* start MATERIAL FOR THIS EXERCISE *

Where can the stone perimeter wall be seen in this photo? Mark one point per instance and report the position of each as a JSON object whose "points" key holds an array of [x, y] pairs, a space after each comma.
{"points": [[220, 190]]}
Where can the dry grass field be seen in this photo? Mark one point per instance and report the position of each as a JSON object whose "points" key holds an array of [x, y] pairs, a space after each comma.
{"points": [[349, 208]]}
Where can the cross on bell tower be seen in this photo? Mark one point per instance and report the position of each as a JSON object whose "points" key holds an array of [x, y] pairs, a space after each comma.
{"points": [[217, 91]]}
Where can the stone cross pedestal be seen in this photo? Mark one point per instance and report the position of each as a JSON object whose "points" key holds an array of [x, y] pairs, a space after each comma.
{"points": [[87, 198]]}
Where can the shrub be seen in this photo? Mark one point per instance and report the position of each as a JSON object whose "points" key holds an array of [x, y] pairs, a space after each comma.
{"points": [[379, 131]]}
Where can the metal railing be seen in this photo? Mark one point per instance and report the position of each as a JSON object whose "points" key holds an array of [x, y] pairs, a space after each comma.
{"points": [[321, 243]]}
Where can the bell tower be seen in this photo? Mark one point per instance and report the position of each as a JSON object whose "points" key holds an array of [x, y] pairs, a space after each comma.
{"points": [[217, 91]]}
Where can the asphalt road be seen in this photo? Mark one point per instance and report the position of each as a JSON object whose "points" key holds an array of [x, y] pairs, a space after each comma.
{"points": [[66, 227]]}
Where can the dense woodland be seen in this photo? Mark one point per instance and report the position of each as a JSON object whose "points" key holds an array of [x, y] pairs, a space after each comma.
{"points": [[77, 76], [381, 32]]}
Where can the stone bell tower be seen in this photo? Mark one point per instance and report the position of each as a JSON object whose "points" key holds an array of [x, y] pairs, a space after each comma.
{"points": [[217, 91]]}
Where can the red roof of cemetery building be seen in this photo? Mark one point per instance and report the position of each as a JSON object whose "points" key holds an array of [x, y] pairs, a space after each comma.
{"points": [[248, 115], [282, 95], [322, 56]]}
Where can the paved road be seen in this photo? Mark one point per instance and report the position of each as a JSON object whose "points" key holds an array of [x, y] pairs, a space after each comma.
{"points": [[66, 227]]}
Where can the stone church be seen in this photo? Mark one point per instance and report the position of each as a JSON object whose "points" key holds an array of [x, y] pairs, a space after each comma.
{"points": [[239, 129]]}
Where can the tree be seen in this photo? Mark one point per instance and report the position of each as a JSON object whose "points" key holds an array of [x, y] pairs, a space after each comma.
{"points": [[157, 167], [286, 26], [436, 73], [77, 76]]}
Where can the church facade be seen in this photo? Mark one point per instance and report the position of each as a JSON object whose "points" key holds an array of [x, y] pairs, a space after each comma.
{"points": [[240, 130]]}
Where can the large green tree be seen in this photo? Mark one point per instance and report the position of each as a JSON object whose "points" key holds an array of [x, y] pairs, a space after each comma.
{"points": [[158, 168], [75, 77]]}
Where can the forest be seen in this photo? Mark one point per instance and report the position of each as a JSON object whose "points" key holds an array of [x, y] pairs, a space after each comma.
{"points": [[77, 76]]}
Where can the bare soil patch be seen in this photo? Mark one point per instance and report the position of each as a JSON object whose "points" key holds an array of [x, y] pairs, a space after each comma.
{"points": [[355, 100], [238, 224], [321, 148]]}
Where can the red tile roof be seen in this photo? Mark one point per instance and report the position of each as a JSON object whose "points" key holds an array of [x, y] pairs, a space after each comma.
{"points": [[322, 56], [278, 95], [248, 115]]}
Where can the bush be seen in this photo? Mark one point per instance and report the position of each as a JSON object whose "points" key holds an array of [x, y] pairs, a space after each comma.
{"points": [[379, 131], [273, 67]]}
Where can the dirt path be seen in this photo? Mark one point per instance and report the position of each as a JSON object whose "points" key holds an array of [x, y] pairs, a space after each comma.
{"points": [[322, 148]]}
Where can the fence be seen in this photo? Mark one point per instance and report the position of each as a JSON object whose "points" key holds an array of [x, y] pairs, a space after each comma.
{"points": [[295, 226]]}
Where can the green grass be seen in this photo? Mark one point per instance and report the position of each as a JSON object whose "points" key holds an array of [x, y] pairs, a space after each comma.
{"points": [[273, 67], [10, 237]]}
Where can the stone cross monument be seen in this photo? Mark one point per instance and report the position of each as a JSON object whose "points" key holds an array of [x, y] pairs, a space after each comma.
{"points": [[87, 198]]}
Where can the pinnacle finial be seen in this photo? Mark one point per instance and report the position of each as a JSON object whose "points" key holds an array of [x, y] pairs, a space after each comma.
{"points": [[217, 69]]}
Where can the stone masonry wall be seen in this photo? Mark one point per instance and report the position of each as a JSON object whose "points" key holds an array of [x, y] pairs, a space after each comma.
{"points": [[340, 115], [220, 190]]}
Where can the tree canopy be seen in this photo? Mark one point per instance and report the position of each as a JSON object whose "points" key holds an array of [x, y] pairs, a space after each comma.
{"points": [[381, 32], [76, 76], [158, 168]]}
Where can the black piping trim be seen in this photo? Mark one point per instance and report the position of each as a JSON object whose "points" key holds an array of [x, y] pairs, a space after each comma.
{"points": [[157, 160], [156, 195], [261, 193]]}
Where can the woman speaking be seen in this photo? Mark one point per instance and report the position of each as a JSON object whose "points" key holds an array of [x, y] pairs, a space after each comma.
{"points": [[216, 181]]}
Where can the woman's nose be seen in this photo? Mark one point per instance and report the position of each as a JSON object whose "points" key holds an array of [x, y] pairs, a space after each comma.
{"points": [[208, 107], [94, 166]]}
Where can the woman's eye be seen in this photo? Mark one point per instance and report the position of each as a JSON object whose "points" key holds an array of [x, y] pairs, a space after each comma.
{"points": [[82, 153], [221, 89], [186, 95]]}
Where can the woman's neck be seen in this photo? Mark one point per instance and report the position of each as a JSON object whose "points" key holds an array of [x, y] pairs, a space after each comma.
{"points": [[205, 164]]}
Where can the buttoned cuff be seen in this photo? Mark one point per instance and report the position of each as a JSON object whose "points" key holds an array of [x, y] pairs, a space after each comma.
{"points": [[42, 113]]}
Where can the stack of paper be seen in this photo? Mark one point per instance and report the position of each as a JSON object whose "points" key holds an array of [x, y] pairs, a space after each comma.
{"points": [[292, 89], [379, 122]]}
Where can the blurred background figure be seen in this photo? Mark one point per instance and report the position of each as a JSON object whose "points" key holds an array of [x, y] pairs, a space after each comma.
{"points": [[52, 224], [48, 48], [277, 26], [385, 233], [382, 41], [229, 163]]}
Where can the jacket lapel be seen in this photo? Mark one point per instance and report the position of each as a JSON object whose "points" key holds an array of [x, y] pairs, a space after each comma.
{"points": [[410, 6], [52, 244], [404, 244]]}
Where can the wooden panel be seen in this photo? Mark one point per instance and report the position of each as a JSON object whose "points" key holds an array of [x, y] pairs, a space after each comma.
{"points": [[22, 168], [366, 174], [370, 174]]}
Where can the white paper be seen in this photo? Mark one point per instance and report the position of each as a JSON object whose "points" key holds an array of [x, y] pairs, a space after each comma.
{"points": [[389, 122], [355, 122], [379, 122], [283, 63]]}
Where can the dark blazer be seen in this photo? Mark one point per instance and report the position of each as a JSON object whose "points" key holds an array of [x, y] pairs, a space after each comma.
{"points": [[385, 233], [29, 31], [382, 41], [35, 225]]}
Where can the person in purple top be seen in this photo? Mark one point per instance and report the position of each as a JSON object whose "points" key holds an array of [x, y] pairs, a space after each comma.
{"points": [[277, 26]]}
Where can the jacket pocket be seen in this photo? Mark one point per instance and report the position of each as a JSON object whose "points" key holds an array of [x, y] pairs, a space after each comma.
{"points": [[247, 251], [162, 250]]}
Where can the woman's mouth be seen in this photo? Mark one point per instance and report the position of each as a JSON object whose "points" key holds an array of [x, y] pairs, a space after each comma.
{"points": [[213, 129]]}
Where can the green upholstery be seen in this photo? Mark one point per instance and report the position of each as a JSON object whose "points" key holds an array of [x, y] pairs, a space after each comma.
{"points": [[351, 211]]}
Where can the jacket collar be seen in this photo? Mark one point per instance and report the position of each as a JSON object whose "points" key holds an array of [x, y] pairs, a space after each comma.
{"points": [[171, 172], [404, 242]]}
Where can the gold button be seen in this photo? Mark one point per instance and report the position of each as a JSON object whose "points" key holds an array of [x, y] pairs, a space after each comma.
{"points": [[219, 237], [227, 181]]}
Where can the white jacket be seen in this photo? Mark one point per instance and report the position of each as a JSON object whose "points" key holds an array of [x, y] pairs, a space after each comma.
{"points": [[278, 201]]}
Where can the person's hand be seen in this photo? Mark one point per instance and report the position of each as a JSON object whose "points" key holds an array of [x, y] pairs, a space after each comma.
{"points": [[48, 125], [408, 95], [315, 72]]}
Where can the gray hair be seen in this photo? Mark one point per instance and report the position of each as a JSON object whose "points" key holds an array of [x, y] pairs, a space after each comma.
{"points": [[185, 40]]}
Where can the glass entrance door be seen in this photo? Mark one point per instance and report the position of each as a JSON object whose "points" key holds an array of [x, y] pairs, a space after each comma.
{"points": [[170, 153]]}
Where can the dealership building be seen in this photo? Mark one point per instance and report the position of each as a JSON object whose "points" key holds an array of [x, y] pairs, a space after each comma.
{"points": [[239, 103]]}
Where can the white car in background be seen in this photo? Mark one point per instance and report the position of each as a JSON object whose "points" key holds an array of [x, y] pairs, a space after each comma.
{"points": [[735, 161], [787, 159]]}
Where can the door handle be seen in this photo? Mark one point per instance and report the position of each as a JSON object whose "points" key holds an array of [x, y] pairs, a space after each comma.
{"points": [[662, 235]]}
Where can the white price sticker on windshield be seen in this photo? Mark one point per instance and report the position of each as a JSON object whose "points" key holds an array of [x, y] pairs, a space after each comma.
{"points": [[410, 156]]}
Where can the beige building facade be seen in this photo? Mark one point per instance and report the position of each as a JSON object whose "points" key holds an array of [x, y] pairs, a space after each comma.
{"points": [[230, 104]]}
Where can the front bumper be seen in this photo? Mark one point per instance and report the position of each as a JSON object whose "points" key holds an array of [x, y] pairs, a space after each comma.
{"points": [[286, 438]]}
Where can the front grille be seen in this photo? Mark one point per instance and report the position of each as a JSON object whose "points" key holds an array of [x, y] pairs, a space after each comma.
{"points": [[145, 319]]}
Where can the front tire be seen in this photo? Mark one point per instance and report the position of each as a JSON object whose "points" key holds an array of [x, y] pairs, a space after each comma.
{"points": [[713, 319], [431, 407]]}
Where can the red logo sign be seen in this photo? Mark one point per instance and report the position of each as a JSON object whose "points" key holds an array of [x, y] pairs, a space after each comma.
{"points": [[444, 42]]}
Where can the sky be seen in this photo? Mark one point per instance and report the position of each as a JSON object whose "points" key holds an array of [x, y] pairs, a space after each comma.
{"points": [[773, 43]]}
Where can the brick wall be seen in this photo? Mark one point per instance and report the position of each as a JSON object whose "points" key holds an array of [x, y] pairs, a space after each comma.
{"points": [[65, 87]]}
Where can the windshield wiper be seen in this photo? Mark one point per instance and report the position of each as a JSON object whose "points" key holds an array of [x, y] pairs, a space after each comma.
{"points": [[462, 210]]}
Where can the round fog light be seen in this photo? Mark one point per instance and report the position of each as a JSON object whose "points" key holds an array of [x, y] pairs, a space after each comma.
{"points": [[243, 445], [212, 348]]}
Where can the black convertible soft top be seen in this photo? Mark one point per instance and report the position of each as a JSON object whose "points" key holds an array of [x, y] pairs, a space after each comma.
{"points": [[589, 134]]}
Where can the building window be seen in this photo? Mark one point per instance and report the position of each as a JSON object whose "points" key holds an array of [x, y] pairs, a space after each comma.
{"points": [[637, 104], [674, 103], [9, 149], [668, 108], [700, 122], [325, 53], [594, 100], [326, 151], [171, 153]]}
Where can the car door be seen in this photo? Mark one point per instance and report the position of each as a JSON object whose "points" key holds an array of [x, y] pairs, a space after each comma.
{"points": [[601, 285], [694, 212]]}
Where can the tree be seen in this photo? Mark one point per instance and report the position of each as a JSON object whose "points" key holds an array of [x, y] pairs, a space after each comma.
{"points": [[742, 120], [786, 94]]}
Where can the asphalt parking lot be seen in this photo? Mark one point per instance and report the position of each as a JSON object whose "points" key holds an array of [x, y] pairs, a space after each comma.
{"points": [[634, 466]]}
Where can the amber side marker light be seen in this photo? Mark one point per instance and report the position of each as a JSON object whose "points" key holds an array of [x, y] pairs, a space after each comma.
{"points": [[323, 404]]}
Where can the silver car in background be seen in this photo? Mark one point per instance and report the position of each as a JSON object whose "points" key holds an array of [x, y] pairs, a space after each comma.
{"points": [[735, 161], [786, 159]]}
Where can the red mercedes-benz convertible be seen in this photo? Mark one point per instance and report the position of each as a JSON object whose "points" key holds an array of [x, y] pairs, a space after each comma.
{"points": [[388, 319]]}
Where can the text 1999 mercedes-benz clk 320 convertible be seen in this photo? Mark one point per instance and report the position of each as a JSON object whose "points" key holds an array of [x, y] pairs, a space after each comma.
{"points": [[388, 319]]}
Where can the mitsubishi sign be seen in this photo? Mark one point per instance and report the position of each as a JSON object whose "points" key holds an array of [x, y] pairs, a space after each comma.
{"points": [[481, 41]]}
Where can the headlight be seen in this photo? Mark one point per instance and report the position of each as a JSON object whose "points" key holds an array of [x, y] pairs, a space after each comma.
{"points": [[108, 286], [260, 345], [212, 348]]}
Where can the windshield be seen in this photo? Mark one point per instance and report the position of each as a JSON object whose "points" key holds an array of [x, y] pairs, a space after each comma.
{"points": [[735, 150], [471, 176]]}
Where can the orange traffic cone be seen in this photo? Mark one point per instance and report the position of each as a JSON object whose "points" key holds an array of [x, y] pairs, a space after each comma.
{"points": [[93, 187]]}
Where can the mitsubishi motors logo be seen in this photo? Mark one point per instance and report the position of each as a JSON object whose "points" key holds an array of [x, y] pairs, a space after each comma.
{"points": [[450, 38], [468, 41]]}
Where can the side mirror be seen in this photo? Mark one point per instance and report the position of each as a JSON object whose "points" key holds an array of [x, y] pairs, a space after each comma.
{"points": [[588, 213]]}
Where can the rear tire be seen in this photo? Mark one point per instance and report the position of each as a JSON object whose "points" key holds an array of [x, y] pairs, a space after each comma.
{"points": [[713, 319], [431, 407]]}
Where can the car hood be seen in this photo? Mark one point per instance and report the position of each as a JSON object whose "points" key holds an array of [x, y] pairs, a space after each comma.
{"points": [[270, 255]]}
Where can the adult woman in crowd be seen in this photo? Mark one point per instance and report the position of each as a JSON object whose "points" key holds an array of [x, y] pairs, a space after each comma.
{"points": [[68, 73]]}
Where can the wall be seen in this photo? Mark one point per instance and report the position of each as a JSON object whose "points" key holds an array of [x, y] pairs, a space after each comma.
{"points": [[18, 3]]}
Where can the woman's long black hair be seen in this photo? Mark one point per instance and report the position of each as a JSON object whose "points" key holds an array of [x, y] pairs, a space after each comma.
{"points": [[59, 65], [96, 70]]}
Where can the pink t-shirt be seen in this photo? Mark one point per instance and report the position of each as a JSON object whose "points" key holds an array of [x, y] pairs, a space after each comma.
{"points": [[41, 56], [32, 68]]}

* end MATERIAL FOR THIS EXERCISE *

*WHAT IS REQUIRED:* Emit verbatim the lines running from the one with "Where can the wall" through the last line of the data, both endpoints inclusive.

*ANSWER FOR THIS EXERCISE:*
Where can the wall be seen in this photo? Mark one point per instance and report the position of each as a JSON object whose "points" key holds an array of [x, y] pairs, a space after each comma.
{"points": [[18, 3]]}
Where can the woman's long black hair be seen in this photo? Mark one point per instance and report the position of each as a JSON object whose "points" key holds an array of [x, y] pairs, a space after each comma.
{"points": [[59, 65], [96, 70]]}
Where can the pink t-shirt be seen in this photo? Mark one point per instance and report the position of each as a JSON object whose "points" key holds an array of [x, y] pairs, a space after each comma.
{"points": [[41, 56], [32, 68]]}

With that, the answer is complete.